CHALLENGES:
- A) Answer these questions about the forum post:
(i) Which gym leader did the writer and friend beat while musing over their defeat, and how hard was that fight?
(ii) Which pokemon does the reply to ThisIsACoolGuy say will not cooperate?
(iii) How many hidden abilities does each species have?
- B) Reproduce the passage of the forum post starting at "We got so distracted" and ending at "in that city.".

::: PAGE TEXT :::

We got so distracted by all the cool things! We got lost in the wilderness running from hyper aggressive tauros and found ourselves in not-barcelona by accident and then spent well over an hour figuring out all the shops. There was so much stuff there! It was kind of amazing to realize after pouring over shops for so long that we had only been exploring the south side of the city and most of the shops were in the north! On reflection there was really only like one or two big store's worth of stuff spread out between a dozen storefronts, but the experience was amazing. Loved the music in that city.

We got our act together and challenged team star's fire base. The brawl gameplay was weird and novel, but not too hard, even though my friend brought their over leveled dollive by mistake- the level advantage still made her useful. But then we got destroyed by the leader. We each managed to struggle through the torkoal well enough, and then we were just wrecked by what came after. We were completely under leveled.

But that collective defeat was one of the most compelling moments I've ever experienced in any of these games, because we spent the next half hour pooting around on our dragons in different fields trying to figure out what happened, what even was that thing after torkoal, what we could add to our teams to shore up their weaknesses and counter problems we faced. Eventually I found a gyarados in a slightly hidden path underneath not-barcelona and though it nearly wiped out my team, even though I was a higher level, I eventually caught it. But I'm not sure if using a gyarados for something like this would feel like cheating.

While we mused over these issues we went back and beat the bug gym leader, which was laughably easy at this point. We did a bunch of random raids, caught a bunch of random pokemon, and generally wound down.

I get that the graphical jank and general shoddy feeling of parts of the game are a real barrier to some people, and it's legitimately something that makes them unable to enjoy the game, but holy poo poo do I feel sorry for those people because these games are some of the most fun I have ever had period, and it sucks for things like framerate issues to get in the way of that for folks.

And yes, a lot of my personal enjoyment was the company. I'm not going to pretend otherwise. But this is the first pokemon game to allow you to experience it with a friend like this and it is amazing. I feel like I've spent nearly twenty five years of my life dreaming of this moment.

ThisIsACoolGuy posted:

Should I be focusing on Gyms

I did the first one, then fought a titan and kinda wanna poke a team star base but my mons are all around 24ish and I don't want my team to just stop listening to me :/
My understanding is that your pokemon will never stop obeying you. Pokemon that you catch in the wild that were already over the limit when you caught them are the only ones that won't cooperate. It's a very targeted mechanic to specifically keep you from running to a high level area, getting lucky catching a level 50 pokemon, and then just wrecking the rest of the game. It shouldn't be an issue in regular gameplay. Assuming I understand the system correctly.

Calico Heart posted:

Can someone help me out? In S/V how do I k ow if/get my starter’s secret ability…? I’m finding hidden abilities a really confusing and not straightforward concept
Each species only has one hidden ability. Look them up on Serebii or something and it will say ability1, sometimes ability 2, and then hidden ability. Starters only have one ability and one hidden ability so there's no ambiguity there. Other pokemon come in two flavors (that you can swap between with an expensive but purchasable item), and an additional hidden version.

::: MATERIAL PROVIDED :::

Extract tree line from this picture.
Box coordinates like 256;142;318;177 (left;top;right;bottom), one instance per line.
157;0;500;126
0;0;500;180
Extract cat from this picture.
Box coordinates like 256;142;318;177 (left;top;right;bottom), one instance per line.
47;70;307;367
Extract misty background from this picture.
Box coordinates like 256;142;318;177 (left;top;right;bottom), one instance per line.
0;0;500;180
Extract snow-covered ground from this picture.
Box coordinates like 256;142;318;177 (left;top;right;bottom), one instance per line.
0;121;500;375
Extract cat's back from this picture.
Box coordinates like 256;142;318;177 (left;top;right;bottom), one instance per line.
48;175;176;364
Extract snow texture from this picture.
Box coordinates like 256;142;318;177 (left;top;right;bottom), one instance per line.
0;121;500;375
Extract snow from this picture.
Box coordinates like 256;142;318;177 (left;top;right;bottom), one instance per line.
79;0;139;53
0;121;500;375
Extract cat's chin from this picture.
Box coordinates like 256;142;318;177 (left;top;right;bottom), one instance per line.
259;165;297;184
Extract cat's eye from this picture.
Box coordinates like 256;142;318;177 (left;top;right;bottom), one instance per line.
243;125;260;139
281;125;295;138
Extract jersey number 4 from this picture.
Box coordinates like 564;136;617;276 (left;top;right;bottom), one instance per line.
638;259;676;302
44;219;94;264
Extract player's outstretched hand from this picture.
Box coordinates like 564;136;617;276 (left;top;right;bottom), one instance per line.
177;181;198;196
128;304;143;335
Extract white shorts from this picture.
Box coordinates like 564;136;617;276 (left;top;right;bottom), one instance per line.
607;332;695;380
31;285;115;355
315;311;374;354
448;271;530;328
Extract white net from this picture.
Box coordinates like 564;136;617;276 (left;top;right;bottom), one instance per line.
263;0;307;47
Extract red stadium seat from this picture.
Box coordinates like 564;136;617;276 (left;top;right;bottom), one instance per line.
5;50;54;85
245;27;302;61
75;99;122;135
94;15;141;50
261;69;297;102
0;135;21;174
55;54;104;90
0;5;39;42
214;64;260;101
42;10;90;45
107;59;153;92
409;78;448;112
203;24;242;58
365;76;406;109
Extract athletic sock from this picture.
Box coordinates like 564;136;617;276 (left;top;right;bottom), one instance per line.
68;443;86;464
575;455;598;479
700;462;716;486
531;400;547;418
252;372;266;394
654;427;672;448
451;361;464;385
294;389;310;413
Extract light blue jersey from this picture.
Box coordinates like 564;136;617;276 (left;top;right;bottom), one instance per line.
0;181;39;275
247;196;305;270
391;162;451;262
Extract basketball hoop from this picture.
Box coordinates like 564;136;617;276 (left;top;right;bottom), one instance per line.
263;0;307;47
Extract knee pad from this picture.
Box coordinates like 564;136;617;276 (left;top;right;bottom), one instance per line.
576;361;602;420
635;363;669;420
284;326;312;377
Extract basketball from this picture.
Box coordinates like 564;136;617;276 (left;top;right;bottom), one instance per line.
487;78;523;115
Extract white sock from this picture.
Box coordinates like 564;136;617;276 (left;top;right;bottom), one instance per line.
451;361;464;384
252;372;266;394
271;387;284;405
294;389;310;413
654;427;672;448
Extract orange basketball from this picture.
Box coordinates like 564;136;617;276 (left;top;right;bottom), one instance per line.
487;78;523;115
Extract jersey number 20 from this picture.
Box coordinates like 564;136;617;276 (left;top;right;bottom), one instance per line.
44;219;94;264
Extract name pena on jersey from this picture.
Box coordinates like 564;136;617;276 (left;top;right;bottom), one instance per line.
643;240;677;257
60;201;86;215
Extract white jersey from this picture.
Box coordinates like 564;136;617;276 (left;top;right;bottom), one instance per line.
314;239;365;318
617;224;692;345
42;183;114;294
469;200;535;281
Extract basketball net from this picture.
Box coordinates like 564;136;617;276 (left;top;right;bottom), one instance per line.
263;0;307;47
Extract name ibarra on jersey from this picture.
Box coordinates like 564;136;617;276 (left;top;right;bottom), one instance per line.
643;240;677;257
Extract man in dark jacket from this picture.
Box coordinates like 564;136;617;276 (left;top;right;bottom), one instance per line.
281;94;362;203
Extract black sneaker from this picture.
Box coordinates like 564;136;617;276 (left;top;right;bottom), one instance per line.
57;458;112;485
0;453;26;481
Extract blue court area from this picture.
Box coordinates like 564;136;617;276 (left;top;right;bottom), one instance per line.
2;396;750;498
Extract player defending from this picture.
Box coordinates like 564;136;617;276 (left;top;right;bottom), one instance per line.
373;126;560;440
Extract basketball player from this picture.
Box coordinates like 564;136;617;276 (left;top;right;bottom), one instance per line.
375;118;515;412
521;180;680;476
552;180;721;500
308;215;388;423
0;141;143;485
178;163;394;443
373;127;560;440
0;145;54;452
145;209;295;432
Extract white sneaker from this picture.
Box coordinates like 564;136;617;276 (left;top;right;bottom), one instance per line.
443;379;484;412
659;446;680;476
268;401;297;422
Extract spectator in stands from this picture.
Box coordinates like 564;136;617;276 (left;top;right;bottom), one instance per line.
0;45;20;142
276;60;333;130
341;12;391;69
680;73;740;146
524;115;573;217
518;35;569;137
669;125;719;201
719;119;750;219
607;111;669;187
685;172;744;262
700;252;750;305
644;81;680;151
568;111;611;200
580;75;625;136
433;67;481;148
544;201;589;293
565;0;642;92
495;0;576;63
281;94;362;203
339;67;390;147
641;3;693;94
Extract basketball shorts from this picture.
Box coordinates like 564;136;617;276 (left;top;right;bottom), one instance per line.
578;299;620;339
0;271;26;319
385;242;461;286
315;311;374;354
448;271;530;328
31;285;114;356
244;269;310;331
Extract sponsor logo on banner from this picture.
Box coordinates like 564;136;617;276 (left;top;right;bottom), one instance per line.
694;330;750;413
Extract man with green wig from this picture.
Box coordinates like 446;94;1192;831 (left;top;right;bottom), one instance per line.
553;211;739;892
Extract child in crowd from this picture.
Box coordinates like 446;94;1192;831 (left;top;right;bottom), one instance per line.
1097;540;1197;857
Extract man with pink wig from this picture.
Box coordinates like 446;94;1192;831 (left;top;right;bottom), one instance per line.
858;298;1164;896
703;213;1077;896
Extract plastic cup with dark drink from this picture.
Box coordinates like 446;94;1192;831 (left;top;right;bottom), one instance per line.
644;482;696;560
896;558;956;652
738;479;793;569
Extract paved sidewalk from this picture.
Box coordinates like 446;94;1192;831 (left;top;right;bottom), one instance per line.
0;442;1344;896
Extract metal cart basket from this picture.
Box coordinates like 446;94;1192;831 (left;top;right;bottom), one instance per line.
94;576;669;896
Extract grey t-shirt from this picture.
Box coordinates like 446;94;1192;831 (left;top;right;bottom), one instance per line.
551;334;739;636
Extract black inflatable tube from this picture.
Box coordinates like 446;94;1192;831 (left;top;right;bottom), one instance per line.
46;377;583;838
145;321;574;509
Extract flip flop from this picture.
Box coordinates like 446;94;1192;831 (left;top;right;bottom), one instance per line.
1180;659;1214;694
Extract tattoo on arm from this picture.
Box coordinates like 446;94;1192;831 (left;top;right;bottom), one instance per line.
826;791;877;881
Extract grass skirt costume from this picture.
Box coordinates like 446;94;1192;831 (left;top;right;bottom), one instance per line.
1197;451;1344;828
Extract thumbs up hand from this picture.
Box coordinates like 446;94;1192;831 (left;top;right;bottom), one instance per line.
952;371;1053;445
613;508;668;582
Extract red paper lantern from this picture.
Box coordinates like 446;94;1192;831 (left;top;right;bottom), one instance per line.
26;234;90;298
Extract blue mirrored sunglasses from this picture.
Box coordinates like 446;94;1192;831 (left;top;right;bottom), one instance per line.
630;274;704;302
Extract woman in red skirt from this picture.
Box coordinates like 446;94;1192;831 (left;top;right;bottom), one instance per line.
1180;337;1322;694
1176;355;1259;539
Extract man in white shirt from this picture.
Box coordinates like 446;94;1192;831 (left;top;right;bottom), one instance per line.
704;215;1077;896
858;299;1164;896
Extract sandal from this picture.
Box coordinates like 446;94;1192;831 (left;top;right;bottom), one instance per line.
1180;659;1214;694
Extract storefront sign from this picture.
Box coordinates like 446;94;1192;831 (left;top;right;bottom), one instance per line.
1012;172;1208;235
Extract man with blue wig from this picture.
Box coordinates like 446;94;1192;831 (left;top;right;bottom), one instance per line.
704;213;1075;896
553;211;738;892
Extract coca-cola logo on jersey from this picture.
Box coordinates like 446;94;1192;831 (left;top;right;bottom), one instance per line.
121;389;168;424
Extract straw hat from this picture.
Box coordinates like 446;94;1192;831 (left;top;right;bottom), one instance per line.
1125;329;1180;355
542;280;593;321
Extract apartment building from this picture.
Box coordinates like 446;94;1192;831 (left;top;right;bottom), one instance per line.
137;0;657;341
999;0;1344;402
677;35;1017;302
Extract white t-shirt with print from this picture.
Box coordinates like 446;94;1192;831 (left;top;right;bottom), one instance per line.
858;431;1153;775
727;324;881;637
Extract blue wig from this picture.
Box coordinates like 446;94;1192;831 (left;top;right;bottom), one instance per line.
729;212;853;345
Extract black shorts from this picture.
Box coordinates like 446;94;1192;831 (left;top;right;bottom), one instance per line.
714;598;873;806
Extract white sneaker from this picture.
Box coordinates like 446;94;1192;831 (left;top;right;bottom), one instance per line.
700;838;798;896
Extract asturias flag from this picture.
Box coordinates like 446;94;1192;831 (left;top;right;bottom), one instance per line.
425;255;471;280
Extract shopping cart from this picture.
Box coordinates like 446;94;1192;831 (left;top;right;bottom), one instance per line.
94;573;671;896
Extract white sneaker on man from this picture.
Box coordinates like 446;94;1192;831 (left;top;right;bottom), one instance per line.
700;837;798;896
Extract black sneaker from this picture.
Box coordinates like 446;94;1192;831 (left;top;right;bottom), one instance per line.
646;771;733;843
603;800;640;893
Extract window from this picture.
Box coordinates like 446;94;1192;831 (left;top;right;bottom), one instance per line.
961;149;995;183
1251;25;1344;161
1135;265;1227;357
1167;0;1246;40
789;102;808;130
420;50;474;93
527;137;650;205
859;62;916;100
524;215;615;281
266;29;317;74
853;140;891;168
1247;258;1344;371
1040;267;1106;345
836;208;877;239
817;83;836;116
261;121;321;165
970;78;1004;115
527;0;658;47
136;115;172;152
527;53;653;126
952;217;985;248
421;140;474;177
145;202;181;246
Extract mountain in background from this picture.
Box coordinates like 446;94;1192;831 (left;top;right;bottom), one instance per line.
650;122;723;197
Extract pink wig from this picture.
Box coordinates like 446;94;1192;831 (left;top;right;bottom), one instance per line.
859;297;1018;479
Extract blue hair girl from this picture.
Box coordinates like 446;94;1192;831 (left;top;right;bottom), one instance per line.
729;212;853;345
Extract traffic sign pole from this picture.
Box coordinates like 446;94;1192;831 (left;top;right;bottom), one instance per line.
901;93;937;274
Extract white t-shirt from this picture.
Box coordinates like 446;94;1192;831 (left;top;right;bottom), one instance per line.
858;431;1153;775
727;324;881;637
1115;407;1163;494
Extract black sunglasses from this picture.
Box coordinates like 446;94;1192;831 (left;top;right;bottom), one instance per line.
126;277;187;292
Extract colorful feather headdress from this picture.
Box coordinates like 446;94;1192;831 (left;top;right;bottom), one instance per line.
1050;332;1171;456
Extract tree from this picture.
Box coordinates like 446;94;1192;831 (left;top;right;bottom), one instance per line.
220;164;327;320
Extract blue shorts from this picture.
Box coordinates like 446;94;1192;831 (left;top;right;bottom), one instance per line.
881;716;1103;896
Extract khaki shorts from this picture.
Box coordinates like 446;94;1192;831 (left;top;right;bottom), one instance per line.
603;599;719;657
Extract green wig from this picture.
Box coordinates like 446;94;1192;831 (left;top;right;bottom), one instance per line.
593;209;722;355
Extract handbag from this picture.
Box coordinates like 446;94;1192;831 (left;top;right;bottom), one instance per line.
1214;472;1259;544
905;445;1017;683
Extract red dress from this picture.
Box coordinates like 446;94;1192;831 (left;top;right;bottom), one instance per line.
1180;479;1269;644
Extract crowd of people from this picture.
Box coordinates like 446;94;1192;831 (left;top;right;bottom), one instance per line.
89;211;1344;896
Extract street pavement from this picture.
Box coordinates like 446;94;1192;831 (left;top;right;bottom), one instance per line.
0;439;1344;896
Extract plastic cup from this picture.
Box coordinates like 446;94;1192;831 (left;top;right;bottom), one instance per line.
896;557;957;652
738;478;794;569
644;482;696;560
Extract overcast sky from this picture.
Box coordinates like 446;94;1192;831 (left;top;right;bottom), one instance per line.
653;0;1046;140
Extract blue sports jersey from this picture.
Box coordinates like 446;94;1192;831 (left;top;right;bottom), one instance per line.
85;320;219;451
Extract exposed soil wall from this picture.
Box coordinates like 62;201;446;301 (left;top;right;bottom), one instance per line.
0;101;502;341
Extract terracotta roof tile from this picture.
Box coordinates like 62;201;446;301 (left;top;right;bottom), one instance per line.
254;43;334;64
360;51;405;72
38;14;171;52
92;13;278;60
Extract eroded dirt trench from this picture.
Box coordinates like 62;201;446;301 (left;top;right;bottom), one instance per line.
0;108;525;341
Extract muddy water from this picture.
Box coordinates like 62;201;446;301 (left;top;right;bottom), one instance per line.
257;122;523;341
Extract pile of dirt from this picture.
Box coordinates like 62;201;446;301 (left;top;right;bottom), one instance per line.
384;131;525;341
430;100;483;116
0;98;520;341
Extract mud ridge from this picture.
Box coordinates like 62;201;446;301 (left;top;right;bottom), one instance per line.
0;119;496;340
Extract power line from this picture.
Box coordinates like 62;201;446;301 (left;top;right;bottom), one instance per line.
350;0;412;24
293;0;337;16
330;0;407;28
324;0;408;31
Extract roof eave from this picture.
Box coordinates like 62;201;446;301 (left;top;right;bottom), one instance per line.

:::

WRITTEN ANSWERS:
- A)
(i) The bug gym leader, which was laughably easy at that point.
(ii) Pokemon caught in the wild that were already over the limit when they were caught.
(iii) One.

- B)
We got so distracted by all the cool things! We got lost in the wilderness running from hyper aggressive tauros and found ourselves in not-barcelona by accident and then spent well over an hour figuring out all the shops. There was so much stuff there! It was kind of amazing to realize after pouring over shops for so long that we had only been exploring the south side of the city and most of the shops were in the north! On reflection there was really only like one or two big store's worth of stuff spread out between a dozen storefronts, but the experience was amazing. Loved the music in that city.